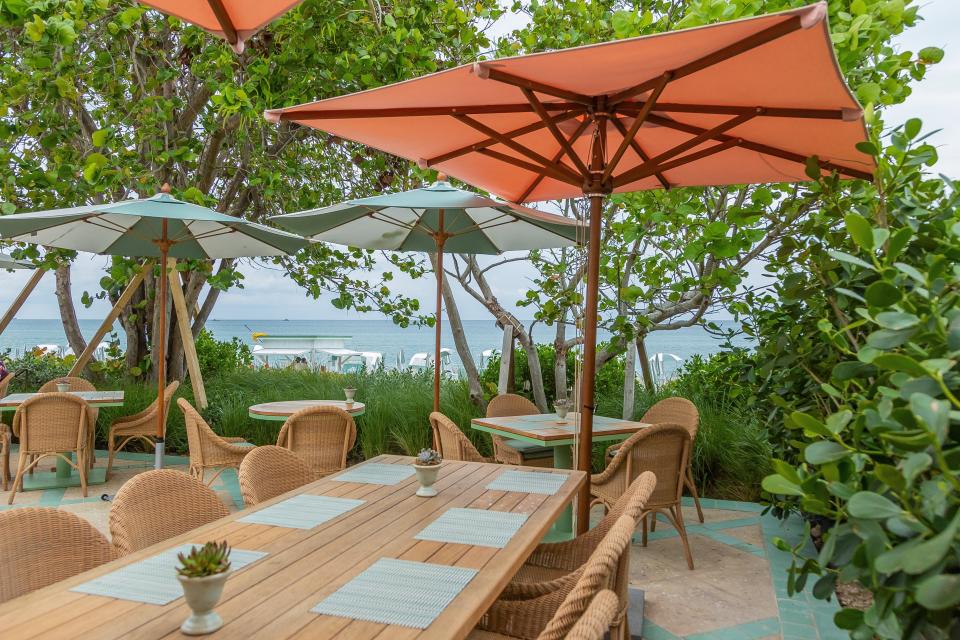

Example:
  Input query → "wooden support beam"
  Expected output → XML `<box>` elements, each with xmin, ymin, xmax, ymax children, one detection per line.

<box><xmin>167</xmin><ymin>258</ymin><xmax>209</xmax><ymax>409</ymax></box>
<box><xmin>647</xmin><ymin>113</ymin><xmax>873</xmax><ymax>181</ymax></box>
<box><xmin>0</xmin><ymin>269</ymin><xmax>47</xmax><ymax>333</ymax></box>
<box><xmin>454</xmin><ymin>115</ymin><xmax>580</xmax><ymax>181</ymax></box>
<box><xmin>424</xmin><ymin>109</ymin><xmax>586</xmax><ymax>167</ymax></box>
<box><xmin>69</xmin><ymin>260</ymin><xmax>153</xmax><ymax>377</ymax></box>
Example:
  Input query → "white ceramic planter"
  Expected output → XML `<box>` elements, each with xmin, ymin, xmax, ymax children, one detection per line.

<box><xmin>177</xmin><ymin>571</ymin><xmax>230</xmax><ymax>636</ymax></box>
<box><xmin>413</xmin><ymin>464</ymin><xmax>442</xmax><ymax>498</ymax></box>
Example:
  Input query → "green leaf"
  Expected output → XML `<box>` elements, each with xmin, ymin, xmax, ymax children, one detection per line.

<box><xmin>803</xmin><ymin>440</ymin><xmax>850</xmax><ymax>465</ymax></box>
<box><xmin>847</xmin><ymin>491</ymin><xmax>903</xmax><ymax>520</ymax></box>
<box><xmin>915</xmin><ymin>573</ymin><xmax>960</xmax><ymax>611</ymax></box>
<box><xmin>843</xmin><ymin>213</ymin><xmax>873</xmax><ymax>252</ymax></box>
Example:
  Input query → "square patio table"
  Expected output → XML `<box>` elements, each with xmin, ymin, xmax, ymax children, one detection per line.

<box><xmin>0</xmin><ymin>391</ymin><xmax>124</xmax><ymax>491</ymax></box>
<box><xmin>470</xmin><ymin>413</ymin><xmax>650</xmax><ymax>539</ymax></box>
<box><xmin>0</xmin><ymin>456</ymin><xmax>585</xmax><ymax>640</ymax></box>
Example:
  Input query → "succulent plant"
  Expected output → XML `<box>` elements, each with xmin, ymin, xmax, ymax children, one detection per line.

<box><xmin>177</xmin><ymin>540</ymin><xmax>230</xmax><ymax>578</ymax></box>
<box><xmin>417</xmin><ymin>449</ymin><xmax>443</xmax><ymax>467</ymax></box>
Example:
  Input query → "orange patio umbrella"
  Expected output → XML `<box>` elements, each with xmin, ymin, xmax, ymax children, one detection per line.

<box><xmin>264</xmin><ymin>3</ymin><xmax>874</xmax><ymax>531</ymax></box>
<box><xmin>140</xmin><ymin>0</ymin><xmax>303</xmax><ymax>53</ymax></box>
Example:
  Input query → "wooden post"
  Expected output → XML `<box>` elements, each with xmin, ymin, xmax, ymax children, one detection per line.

<box><xmin>497</xmin><ymin>324</ymin><xmax>513</xmax><ymax>394</ymax></box>
<box><xmin>0</xmin><ymin>269</ymin><xmax>47</xmax><ymax>333</ymax></box>
<box><xmin>623</xmin><ymin>340</ymin><xmax>637</xmax><ymax>420</ymax></box>
<box><xmin>167</xmin><ymin>258</ymin><xmax>208</xmax><ymax>409</ymax></box>
<box><xmin>69</xmin><ymin>260</ymin><xmax>153</xmax><ymax>376</ymax></box>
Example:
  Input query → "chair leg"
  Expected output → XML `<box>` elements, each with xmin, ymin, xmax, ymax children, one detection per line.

<box><xmin>683</xmin><ymin>466</ymin><xmax>703</xmax><ymax>524</ymax></box>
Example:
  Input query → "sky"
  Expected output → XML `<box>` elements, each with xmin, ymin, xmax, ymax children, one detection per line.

<box><xmin>0</xmin><ymin>0</ymin><xmax>960</xmax><ymax>320</ymax></box>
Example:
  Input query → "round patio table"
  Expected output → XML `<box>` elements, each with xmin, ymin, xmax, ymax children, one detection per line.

<box><xmin>248</xmin><ymin>400</ymin><xmax>366</xmax><ymax>420</ymax></box>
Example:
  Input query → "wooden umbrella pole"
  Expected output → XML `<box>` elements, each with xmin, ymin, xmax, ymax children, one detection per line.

<box><xmin>153</xmin><ymin>218</ymin><xmax>170</xmax><ymax>469</ymax></box>
<box><xmin>433</xmin><ymin>209</ymin><xmax>447</xmax><ymax>411</ymax></box>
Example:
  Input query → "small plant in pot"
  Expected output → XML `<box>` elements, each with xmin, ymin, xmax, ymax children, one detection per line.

<box><xmin>413</xmin><ymin>449</ymin><xmax>443</xmax><ymax>498</ymax></box>
<box><xmin>177</xmin><ymin>540</ymin><xmax>230</xmax><ymax>636</ymax></box>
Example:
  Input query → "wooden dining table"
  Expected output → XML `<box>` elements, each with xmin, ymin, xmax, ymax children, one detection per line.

<box><xmin>0</xmin><ymin>456</ymin><xmax>584</xmax><ymax>640</ymax></box>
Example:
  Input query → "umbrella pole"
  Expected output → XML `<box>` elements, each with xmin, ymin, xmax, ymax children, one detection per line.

<box><xmin>433</xmin><ymin>209</ymin><xmax>447</xmax><ymax>411</ymax></box>
<box><xmin>153</xmin><ymin>218</ymin><xmax>170</xmax><ymax>469</ymax></box>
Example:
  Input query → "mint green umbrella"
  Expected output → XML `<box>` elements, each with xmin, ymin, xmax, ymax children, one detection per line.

<box><xmin>271</xmin><ymin>174</ymin><xmax>583</xmax><ymax>411</ymax></box>
<box><xmin>0</xmin><ymin>185</ymin><xmax>308</xmax><ymax>469</ymax></box>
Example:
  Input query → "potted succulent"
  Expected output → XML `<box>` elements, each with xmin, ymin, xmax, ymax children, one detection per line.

<box><xmin>177</xmin><ymin>540</ymin><xmax>230</xmax><ymax>636</ymax></box>
<box><xmin>413</xmin><ymin>449</ymin><xmax>443</xmax><ymax>498</ymax></box>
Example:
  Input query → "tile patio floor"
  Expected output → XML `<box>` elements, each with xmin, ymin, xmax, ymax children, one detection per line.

<box><xmin>0</xmin><ymin>452</ymin><xmax>848</xmax><ymax>640</ymax></box>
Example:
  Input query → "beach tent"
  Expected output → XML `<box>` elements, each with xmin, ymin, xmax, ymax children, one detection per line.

== WHAT THE TASK REQUIRES ==
Collect each line above that contains the word "green", and copy those lines in full without changing them.

== COMPLETED EXERCISE ==
  Input query → "green leaf"
  Input query → "mint green umbrella"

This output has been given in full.